START Text to read

ABC News' Charles Gibson interviewed U.S. Sen. John Kerry on "Good Morning America."
The following is an unedited transcript of the interview that aired on April 26, 2004.
ABC NEWS' CHARLES GIBSON: Now joining us from West Virginia is himself Sen. John Kerry. He is in the town of Glen Easton, West Virginia, today. Senator, good to have you with us.
SEN. JOHN KERRY: Charlie, I'm glad to be with you. I really am.
GIBSON: [From] 1984, Senator, to the present, you have said a number of times — as recently as Friday with the Los Angeles Times, you've said a number of times that you did not throw away the Vietnam medals themselves. But now this interview from 1971 shows up in which you say that it was the medals themselves that were thrown away.
KERRY: No, I don't. That's wrong, Charlie.
GIBSON: Can you explain the discrepancy?

END Text to read

Short exercise: Pick up the transcript of the Gibson-Kerry interview after its last line and write what comes next.

START Extracted records

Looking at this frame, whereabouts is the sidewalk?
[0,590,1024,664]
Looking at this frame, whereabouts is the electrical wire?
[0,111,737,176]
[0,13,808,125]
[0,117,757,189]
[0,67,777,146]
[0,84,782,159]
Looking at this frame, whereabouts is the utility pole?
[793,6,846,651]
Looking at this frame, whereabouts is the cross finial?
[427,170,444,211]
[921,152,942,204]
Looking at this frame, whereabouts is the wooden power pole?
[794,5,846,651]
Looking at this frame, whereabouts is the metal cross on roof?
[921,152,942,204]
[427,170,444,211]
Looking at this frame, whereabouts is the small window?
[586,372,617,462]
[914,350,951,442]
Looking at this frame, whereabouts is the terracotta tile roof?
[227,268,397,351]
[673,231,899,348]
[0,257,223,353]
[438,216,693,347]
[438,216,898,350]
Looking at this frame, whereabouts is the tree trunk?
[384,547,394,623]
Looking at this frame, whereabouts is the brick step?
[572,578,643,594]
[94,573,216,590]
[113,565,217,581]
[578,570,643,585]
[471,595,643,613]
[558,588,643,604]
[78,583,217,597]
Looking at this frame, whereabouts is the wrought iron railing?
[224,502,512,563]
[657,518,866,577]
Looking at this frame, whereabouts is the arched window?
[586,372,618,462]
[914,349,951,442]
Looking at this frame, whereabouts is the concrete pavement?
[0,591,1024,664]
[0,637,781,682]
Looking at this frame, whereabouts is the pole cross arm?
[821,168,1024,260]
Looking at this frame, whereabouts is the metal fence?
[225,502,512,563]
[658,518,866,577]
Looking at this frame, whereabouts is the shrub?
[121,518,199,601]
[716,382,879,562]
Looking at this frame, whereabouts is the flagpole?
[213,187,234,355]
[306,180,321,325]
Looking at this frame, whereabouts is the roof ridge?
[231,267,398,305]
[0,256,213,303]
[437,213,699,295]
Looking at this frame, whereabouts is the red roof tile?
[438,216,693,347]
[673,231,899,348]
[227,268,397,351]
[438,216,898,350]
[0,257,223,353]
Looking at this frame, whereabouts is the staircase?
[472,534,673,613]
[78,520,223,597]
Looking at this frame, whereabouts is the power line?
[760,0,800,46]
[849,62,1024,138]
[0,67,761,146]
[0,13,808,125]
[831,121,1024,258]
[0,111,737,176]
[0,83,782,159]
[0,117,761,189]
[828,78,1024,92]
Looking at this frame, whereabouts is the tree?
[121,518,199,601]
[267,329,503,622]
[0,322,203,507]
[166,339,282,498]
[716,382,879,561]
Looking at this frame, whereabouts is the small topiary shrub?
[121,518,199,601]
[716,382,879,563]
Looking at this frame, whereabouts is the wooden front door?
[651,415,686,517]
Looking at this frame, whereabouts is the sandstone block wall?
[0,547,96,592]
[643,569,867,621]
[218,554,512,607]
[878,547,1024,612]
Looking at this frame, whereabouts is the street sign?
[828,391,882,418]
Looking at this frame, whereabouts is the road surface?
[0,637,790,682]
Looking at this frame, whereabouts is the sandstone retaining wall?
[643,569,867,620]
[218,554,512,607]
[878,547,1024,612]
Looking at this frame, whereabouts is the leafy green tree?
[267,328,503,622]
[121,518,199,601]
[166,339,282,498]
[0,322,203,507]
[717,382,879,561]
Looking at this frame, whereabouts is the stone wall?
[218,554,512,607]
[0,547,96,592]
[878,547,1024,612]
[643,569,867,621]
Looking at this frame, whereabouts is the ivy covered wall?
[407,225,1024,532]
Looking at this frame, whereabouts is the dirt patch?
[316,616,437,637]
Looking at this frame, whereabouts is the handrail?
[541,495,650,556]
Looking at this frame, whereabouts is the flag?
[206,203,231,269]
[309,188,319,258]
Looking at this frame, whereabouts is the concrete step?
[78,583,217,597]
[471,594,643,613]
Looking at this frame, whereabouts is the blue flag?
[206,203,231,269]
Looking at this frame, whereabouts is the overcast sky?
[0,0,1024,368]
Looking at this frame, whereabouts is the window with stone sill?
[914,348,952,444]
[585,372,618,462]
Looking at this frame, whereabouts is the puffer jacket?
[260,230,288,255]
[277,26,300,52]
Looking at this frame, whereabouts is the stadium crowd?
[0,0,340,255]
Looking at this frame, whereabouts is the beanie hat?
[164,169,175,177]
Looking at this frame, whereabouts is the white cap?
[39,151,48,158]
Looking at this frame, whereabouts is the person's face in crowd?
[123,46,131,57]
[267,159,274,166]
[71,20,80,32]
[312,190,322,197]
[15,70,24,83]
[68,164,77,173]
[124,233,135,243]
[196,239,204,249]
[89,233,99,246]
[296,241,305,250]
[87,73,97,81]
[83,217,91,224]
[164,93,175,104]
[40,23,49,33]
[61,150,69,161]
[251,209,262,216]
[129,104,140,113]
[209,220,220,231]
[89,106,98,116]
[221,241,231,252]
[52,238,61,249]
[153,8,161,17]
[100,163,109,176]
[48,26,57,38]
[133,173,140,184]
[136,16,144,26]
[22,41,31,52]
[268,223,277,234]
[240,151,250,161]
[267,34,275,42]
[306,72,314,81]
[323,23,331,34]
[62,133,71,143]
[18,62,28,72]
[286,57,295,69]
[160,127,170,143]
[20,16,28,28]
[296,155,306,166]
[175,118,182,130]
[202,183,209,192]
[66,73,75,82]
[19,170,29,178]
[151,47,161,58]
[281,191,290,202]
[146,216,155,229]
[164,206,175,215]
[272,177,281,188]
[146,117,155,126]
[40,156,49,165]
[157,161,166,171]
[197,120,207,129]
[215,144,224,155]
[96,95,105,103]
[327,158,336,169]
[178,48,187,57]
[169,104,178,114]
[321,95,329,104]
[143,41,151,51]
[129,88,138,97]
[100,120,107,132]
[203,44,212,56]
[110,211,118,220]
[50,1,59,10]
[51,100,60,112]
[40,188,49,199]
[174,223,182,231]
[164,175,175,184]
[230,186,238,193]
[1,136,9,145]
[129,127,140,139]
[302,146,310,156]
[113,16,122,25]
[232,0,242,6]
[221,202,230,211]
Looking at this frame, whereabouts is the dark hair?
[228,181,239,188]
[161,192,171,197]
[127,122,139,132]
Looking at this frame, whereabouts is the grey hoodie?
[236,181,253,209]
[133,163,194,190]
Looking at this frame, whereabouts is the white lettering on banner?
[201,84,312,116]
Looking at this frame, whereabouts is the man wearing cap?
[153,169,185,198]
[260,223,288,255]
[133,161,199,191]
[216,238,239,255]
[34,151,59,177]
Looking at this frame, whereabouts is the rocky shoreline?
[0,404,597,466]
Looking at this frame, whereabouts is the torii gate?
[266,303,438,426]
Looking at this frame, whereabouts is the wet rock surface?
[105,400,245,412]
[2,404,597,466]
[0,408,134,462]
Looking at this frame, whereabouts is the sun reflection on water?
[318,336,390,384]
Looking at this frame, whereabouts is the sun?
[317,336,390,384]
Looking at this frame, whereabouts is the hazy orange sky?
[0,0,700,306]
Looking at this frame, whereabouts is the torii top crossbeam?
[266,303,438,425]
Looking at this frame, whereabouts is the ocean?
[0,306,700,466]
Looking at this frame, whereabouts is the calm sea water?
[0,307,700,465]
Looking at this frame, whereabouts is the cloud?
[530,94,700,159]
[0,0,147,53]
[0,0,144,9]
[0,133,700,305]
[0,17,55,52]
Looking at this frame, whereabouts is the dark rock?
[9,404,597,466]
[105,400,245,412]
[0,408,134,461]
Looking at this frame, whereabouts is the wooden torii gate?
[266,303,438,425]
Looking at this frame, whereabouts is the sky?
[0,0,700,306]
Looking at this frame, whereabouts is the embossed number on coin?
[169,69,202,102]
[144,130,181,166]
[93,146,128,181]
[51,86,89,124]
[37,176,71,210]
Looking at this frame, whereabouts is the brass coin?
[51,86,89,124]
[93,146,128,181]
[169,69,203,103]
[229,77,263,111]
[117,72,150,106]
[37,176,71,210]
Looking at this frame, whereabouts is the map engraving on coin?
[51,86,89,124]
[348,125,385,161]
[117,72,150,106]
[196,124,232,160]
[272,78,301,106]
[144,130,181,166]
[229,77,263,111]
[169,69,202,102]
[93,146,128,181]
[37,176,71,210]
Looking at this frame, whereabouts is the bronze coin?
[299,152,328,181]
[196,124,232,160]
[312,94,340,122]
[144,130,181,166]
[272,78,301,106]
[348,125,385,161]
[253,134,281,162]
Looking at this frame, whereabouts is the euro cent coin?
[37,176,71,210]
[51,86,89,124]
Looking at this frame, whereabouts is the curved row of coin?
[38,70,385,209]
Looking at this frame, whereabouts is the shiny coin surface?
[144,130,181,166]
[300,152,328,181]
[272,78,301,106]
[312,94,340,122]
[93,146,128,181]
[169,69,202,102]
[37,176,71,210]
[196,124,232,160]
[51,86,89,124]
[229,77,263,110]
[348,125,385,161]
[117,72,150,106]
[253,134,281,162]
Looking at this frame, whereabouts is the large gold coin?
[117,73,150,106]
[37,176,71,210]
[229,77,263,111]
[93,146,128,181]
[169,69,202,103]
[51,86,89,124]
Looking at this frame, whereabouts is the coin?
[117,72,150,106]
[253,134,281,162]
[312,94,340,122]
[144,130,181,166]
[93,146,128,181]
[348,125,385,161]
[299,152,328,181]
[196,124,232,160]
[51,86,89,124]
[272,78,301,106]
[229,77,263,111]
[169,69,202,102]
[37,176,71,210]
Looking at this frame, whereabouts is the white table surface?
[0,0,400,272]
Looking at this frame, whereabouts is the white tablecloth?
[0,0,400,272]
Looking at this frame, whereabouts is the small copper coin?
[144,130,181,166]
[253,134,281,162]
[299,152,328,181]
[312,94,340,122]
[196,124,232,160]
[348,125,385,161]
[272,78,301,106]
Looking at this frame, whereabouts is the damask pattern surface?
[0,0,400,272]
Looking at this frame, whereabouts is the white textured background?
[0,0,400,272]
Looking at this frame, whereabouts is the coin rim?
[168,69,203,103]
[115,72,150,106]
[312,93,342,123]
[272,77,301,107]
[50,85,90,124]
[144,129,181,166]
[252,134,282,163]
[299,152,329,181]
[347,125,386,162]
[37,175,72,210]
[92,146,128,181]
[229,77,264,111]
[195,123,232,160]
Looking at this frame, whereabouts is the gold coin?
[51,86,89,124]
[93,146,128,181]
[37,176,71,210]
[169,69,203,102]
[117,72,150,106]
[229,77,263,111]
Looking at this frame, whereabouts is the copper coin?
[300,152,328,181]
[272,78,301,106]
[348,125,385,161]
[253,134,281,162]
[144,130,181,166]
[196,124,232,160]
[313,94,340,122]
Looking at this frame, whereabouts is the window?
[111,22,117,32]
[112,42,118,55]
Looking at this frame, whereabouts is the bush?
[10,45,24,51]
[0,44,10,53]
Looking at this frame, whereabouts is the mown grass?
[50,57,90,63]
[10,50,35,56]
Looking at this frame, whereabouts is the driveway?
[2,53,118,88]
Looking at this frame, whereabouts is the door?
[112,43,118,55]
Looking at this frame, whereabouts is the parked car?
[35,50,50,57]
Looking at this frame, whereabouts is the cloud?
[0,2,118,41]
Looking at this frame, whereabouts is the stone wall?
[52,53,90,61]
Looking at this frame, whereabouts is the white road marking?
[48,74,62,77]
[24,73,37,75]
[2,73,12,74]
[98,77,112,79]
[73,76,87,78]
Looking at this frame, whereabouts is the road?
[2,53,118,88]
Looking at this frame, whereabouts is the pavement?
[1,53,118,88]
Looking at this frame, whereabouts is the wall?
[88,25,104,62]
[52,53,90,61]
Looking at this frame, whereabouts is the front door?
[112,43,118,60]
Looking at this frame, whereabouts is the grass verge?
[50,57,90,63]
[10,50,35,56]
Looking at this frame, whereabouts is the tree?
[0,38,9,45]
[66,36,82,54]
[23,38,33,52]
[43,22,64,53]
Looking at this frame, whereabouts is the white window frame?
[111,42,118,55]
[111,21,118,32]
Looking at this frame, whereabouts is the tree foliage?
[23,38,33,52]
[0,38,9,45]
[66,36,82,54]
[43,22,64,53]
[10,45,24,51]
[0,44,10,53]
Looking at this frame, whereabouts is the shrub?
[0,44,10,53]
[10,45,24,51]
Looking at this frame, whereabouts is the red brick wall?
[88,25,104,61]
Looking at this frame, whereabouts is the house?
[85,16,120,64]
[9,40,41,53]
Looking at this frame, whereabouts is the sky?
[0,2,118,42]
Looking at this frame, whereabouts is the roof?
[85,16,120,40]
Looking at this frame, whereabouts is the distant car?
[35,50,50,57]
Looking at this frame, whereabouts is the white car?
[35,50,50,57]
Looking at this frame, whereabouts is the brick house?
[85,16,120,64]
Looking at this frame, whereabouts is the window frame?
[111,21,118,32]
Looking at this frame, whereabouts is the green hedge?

END Extracted records

Expected output:
KERRY: Absolutely. That is absolutely incorrect. Charlie, I stood up in front of the nation. There were dozens of cameras there, television cameras. There were, I don't know, 20, 30 still photographers. Thousands of people. And I stood up in front of the country, reached into my shirt, visibly for the nation to see, and took the ribbons off my chest, said a few words and threw them over the fence. The file footage, the reporter there from The Boston Globe, everybody got it correctly. And I never asserted otherwise. What I said was, and back then, you know, ribbons, medals were absolutely interchangeable. Sen. Symington in asking me questions in the committee hearing, looked at the ribbons and said, "What are those medals?" The U.S. Navy pamphlet calls them medals. We all referred to them as the symbols, they were representing medals, ribbons. Countless veterans threw the ribbons back, Charlie. Everybody did. Veterans threw back dog tags. They threw back photographs. They threw back their DV214s. There are photographs of a pile of all of those things collected on the steps of the Capitol.
GIBSON: But —
KERRY: So the fact is that I have, I have been accurate precisely about what took place. And I am the one who later made clear exactly what happened. I mean, it's just, this is a controversy that the Republicans are pushing, the Republicans have spent $60 million in the last few weeks trying to attack me, and this comes from a president and a Republican Party that can't even answer whether or not he showed up for duty in the National Guard. I'm not going to stand for it.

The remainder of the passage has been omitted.